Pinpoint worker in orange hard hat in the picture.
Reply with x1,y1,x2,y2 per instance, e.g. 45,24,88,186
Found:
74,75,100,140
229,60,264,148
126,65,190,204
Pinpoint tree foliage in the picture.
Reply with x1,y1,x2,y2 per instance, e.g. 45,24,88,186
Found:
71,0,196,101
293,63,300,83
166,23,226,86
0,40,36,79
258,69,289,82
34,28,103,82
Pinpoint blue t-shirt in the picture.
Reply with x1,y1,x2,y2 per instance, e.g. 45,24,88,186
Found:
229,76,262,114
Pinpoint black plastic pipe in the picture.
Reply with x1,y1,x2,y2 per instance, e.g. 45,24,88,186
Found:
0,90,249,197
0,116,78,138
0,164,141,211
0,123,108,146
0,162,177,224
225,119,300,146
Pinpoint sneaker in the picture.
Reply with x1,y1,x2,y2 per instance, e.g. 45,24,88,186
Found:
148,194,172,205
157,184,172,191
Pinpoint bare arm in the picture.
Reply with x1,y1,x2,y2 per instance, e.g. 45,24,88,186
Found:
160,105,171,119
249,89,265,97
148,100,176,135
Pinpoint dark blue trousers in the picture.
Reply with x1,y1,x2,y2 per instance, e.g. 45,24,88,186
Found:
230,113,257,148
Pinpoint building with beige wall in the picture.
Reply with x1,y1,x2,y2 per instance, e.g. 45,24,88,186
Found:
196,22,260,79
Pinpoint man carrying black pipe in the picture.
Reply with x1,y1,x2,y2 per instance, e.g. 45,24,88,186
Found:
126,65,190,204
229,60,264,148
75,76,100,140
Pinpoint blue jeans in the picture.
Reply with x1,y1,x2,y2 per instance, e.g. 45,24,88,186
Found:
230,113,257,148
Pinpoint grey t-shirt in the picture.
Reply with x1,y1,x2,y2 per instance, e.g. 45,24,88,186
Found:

== == ==

**GIVEN PROBLEM**
Return each line of the records that contains the word "black", in its original order.

**REPLY TO THE EXERCISE**
Pinpoint black plastic pipe in the picture.
Pinpoint man carrying black pipe in the picture.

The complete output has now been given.